Exercise description
Keep the wording of each record exactly the same when you repeat it, and leave out pictures.

Source information below:

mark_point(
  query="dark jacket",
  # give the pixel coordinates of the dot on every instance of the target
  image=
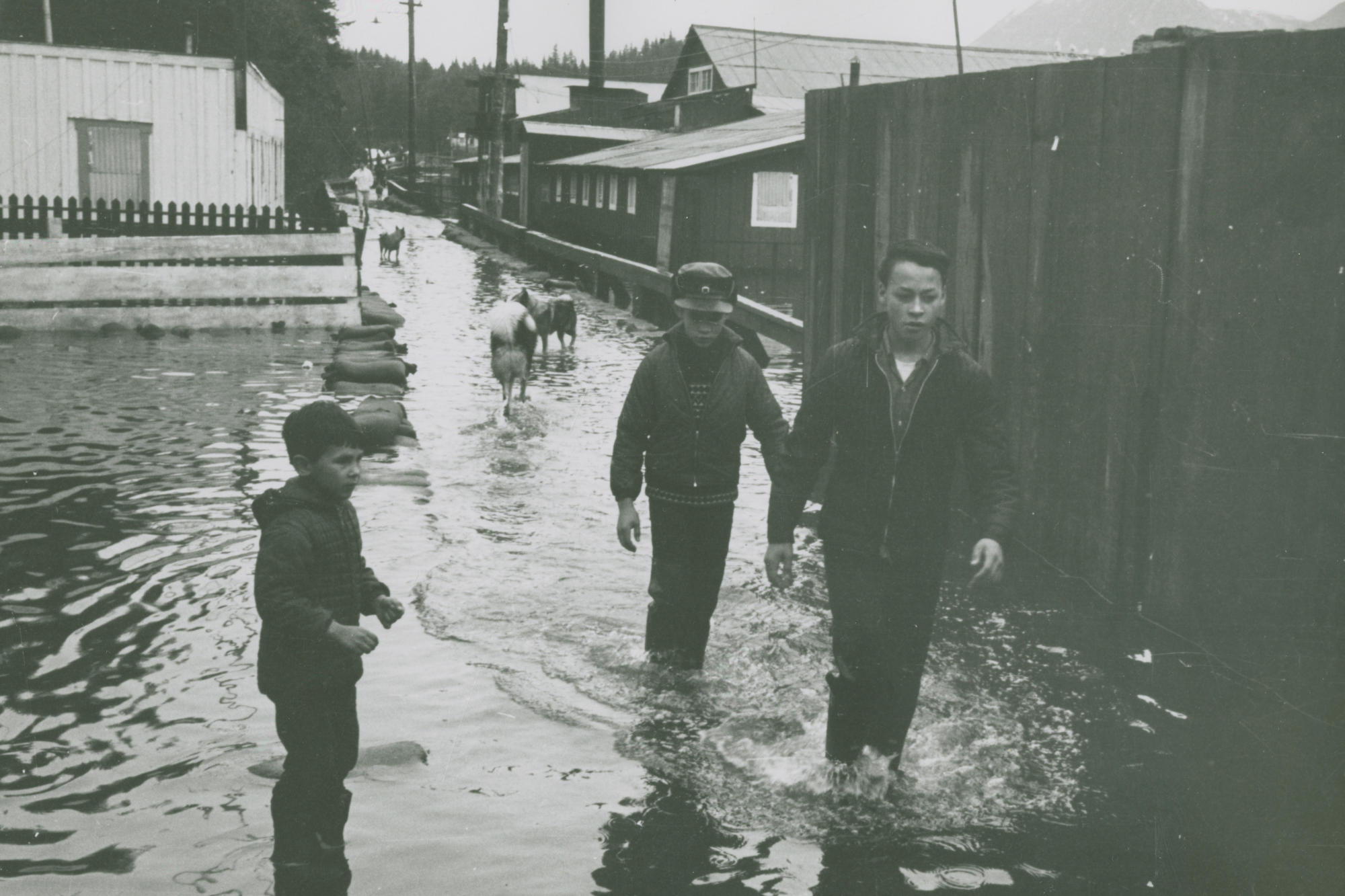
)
(883, 497)
(660, 432)
(310, 572)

End of Source information.

Problem solution
mark_point(
  query="dark jacket",
  # give the pixel coordinates of the dot on every instance of the target
  image=
)
(883, 497)
(660, 432)
(310, 572)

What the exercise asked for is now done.